### What you need to do
Take the records below and write them out again exactly.

### Data shown

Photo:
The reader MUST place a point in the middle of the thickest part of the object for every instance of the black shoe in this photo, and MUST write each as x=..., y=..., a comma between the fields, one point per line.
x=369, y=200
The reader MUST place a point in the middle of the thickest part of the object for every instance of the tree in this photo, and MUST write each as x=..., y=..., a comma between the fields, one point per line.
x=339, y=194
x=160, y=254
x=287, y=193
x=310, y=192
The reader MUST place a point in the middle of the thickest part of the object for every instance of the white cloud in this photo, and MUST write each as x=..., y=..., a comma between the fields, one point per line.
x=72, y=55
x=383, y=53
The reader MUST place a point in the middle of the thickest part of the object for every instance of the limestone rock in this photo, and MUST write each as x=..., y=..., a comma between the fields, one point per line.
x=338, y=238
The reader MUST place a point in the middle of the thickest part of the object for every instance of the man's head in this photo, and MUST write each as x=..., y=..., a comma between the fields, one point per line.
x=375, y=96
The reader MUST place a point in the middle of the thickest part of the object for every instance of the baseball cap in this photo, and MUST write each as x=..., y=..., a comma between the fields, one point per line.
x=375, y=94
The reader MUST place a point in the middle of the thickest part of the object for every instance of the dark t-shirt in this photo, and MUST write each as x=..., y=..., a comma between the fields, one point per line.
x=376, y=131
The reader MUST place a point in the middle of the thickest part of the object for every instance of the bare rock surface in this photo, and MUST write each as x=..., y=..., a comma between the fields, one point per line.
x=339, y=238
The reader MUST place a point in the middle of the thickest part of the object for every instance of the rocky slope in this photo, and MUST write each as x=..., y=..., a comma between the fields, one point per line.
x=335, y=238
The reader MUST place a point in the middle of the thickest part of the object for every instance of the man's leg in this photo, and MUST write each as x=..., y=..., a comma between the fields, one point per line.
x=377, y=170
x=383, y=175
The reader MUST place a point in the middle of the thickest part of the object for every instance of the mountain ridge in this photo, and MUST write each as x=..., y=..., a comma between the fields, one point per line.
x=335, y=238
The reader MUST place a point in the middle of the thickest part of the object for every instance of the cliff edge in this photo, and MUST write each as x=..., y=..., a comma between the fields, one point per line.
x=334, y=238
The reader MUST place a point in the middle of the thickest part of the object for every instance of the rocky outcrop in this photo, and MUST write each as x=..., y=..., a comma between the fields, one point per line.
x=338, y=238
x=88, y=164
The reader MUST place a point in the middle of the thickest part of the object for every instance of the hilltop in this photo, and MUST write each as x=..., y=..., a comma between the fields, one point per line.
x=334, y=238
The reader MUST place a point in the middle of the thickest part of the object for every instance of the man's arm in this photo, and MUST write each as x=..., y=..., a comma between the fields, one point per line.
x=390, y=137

### Your solution
Photo:
The reader MUST place a point in the middle of the thickest part of the object for every instance of the black shoe in this photo, and MUST write each as x=..., y=..., a comma between the fields, one point per line.
x=369, y=200
The reader MUST place a point in the middle of the thickest part of the object for every instance of the tree in this photo, and MUST write each as x=..., y=..., a comma between the fields, one point per line.
x=339, y=194
x=160, y=254
x=287, y=193
x=310, y=192
The reader MUST place a point in the middle of the thickest part of the object for every instance of the white cloud in this photo, and MUST write each as x=..., y=..., a comma between the fields, one point per line.
x=72, y=55
x=383, y=53
The reader MUST place a point in the middle of the thickest part of the object for every instance of the limestone rock in this photo, and MUST write each as x=..., y=..., a comma between the fields, one point per line.
x=338, y=238
The reader MUST place a point in the middle of the thickest part of the object for every instance of the man's head in this photo, and MUST write each as x=..., y=..., a comma between the fields, one point per line.
x=375, y=96
The reader MUST place a point in the middle of the thickest part of the object for every instance of the baseball cap in this photo, and MUST write each as x=..., y=..., a comma between the fields, one point per line.
x=375, y=94
The reader MUST place a point in the middle of the thickest part of the object for every instance of the dark t-shirt in this photo, and MUST write each as x=..., y=..., a comma between the fields, one point per line.
x=376, y=131
The reader MUST place a point in the middle of the thickest part of the object for every instance of the bare rock surface in this photo, and MUST write each as x=..., y=..., a comma between the fields, one point per line.
x=339, y=238
The reader MUST place a point in the middle of the thickest part of the object for every instance of the rocky slope in this photo, and MUST write each as x=..., y=..., a comma between the fields, one point per line.
x=335, y=238
The reader MUST place a point in the middle of the thickest part of the object for every instance of the man's leg in this photo, and MUST write each as x=..., y=..., a comma between the fields, one point per line.
x=377, y=170
x=383, y=175
The reader MUST place a point in the middle of the thickest part of the object for every instance of the mountain ridge in this photo, and MUST write each as x=..., y=..., a comma between the fields, one point per line.
x=335, y=238
The reader MUST place a point in the middle of the thickest part of the object for every instance of the cliff edge in this photo, and MUST write each as x=..., y=..., a comma between the fields, one point per line.
x=334, y=238
The reader MUST place a point in the middle of the thickest part of the object for every instance of the rocky outcrop in this photo, and MUST write each as x=..., y=..., a comma between the fields, one point per line.
x=338, y=238
x=88, y=164
The reader MUST place a point in the middle of the thickest part of the object for every instance of the hilltop in this photo, and MUST write each as x=..., y=..., a comma between the fields, one point per line.
x=334, y=238
The reader MUST place a point in the middle of the thickest part of the object for every instance of the man's arm in this photo, and MUST write each as x=..., y=..., a comma between the fields, one point per line.
x=390, y=137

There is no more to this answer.